**Task**
Nothing but the lines from the one that contains "Where can you see the gray shingled" to the end of the records should be printed, both ends included, exactly as given.
:: Dataset records ::
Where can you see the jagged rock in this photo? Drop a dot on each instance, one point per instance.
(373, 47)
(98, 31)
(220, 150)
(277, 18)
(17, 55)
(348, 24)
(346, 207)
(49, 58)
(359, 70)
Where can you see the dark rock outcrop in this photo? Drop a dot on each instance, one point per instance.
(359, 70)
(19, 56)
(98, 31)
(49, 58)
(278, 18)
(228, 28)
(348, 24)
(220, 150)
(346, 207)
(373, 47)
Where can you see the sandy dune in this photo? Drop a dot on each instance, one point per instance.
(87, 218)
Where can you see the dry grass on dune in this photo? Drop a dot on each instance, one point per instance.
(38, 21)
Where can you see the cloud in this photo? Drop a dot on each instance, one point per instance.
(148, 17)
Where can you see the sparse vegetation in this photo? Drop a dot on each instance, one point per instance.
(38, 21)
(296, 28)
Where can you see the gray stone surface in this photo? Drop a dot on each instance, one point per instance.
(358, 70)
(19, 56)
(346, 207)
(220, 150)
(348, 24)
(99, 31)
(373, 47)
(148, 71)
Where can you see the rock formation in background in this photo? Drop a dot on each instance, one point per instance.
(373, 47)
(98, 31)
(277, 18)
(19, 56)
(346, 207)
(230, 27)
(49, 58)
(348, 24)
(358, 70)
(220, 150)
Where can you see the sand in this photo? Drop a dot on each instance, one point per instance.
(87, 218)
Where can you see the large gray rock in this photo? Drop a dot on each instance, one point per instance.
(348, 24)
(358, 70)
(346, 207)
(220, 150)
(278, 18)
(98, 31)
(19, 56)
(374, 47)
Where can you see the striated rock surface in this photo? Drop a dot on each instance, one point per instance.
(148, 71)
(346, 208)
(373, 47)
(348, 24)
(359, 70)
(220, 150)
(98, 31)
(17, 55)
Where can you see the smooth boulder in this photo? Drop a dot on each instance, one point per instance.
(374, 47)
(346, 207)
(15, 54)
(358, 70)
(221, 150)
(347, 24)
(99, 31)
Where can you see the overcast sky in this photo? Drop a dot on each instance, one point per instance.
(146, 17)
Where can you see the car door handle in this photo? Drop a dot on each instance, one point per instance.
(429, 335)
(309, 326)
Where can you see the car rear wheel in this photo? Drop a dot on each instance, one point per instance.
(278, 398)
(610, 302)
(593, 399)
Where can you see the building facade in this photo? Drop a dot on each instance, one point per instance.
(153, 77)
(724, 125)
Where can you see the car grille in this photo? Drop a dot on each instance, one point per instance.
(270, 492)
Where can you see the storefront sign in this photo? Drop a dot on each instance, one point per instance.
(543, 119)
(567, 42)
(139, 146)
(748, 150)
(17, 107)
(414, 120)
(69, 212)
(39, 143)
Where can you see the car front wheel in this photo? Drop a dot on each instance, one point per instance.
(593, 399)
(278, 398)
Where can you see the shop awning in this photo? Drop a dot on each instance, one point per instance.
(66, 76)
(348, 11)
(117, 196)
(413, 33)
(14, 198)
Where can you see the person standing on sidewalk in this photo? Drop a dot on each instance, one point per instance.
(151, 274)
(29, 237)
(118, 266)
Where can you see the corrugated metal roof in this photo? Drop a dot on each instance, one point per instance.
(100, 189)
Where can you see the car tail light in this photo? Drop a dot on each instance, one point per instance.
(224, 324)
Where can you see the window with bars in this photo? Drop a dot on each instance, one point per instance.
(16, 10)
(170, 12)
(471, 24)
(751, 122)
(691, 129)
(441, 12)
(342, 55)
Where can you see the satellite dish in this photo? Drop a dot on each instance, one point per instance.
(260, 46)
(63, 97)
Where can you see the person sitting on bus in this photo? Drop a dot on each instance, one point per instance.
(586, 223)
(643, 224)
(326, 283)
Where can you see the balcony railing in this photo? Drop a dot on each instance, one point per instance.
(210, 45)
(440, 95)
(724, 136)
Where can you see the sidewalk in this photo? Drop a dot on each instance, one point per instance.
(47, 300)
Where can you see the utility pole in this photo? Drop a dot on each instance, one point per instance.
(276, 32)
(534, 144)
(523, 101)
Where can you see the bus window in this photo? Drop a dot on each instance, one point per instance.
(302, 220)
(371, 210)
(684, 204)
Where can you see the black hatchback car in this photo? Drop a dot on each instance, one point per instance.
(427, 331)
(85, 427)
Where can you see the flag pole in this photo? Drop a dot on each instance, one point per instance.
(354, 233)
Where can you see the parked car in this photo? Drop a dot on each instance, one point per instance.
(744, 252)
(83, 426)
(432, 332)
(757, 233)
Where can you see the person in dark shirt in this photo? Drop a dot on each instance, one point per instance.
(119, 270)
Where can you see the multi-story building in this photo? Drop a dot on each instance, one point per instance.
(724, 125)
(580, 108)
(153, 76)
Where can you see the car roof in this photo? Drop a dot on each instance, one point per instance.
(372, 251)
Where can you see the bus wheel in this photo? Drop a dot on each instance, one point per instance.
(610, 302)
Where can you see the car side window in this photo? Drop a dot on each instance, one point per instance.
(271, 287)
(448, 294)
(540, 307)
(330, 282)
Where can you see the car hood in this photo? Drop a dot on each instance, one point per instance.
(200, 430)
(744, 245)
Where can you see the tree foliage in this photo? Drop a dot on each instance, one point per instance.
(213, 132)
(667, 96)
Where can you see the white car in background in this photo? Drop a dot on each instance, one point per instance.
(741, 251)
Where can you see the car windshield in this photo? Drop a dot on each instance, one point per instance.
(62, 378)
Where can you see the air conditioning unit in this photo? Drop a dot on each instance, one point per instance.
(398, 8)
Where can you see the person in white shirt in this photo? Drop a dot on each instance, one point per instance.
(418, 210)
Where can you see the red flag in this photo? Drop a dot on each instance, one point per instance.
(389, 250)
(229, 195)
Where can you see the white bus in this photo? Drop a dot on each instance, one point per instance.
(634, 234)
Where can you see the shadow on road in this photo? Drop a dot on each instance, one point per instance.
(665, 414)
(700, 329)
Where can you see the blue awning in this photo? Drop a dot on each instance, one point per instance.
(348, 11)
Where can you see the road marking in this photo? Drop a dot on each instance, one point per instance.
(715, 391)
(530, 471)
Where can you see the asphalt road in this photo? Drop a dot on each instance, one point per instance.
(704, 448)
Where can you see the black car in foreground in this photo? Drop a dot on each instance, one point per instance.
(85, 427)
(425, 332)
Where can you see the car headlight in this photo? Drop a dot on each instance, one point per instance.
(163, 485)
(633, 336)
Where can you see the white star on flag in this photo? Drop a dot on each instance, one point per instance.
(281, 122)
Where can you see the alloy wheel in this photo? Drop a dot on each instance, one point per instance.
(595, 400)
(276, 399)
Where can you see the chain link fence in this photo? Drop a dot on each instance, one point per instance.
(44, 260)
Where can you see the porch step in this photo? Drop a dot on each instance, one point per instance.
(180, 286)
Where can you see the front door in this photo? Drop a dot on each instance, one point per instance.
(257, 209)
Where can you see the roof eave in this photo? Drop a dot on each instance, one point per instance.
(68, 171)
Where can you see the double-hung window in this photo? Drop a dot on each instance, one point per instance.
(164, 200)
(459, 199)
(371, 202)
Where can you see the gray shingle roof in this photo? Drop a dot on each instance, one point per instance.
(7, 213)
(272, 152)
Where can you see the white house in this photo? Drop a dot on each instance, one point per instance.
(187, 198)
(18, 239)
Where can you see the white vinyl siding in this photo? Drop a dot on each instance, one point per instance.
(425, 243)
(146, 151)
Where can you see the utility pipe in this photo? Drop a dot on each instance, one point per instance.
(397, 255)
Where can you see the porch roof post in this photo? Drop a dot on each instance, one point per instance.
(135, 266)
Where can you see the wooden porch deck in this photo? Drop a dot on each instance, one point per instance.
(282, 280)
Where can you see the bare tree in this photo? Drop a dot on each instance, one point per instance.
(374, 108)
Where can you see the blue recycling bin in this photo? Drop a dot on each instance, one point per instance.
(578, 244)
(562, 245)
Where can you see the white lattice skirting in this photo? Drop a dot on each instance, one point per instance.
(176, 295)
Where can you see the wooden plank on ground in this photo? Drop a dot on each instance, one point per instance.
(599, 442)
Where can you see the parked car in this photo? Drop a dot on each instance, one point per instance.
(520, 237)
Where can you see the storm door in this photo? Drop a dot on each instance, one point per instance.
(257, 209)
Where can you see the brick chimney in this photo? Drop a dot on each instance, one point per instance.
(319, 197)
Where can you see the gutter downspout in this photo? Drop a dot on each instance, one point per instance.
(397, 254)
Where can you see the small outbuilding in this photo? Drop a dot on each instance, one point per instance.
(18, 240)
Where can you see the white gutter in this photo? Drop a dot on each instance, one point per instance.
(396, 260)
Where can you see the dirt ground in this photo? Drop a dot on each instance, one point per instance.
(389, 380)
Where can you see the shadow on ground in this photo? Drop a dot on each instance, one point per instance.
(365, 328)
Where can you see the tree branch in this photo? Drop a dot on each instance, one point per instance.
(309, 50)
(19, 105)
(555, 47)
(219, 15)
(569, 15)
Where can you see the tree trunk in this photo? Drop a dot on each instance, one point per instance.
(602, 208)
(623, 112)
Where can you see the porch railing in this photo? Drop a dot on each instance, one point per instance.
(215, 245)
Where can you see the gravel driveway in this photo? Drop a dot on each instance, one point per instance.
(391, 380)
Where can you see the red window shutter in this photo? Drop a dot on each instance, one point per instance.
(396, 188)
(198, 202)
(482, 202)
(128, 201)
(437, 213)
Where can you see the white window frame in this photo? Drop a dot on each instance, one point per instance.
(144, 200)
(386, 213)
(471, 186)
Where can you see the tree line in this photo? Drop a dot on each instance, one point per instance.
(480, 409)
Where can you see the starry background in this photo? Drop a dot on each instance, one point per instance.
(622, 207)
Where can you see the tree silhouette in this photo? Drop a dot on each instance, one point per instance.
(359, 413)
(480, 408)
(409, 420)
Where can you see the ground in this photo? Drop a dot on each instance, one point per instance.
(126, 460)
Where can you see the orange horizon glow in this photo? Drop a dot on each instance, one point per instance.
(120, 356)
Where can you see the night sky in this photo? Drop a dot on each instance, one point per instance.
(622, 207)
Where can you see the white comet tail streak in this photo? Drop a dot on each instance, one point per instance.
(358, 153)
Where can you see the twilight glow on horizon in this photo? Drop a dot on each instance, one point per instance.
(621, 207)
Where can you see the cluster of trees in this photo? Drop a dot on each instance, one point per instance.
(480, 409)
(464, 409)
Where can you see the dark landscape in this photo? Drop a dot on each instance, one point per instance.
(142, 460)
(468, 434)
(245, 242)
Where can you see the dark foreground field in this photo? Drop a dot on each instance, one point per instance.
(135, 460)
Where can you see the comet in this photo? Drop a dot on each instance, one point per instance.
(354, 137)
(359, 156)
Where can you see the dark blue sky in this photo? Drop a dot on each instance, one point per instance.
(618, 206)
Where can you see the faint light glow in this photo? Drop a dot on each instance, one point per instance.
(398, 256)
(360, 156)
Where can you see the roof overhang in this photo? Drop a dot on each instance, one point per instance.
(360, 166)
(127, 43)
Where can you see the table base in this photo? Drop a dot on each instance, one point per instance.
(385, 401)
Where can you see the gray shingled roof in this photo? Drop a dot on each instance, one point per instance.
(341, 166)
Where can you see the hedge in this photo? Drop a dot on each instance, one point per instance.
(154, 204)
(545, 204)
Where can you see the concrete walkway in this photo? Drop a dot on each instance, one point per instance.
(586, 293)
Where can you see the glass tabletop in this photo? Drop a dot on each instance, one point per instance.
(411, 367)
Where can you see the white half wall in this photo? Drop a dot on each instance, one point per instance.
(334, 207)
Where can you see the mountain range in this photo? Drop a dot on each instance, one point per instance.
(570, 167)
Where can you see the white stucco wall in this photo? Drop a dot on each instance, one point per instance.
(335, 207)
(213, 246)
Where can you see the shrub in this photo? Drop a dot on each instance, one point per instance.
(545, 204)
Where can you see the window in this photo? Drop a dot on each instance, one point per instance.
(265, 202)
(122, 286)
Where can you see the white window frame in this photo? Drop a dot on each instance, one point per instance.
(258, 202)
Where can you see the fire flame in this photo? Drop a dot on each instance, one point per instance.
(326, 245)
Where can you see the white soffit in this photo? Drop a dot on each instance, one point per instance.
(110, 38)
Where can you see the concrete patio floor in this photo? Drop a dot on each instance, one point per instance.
:::
**Answer to the problem**
Where can you see the gray shingled roof in this photo? Drop a dot on each instance, one point per instance.
(341, 166)
Where can you see the hedge in this photo? Drop a dot on each instance, one point per instance.
(154, 204)
(545, 204)
Where can you see the concrete walkway in this photo? Drop a dot on each instance, one point per instance.
(586, 293)
Where can you see the glass tabletop in this photo? Drop a dot on each instance, one point per instance.
(411, 367)
Where can you see the white half wall in this photo? Drop a dot on each instance, one point per instance.
(334, 207)
Where can you see the mountain range in this photo? Drop a dot on each instance, one point per instance.
(570, 167)
Where can you see the white stucco wall in this photo? Drop a dot on each instance, one point per instance.
(335, 207)
(213, 246)
Where can you see the shrub in this photo? Drop a dot on each instance, one point per instance.
(545, 204)
Where can you see the window in this photo? Drop a dot on each instance, one point per instance.
(265, 202)
(122, 286)
Where can you see the white window frame in this photo? Drop a dot on each instance, one point per instance.
(258, 202)
Where can you see the fire flame in this photo? Drop a dot on each instance, one point per instance.
(326, 245)
Where can you see the white soffit in this photo? Drop a dot on each instance, one point per instance.
(110, 38)
Where can you see the concrete patio floor in this photo? Drop a dot on each instance, one point per instance.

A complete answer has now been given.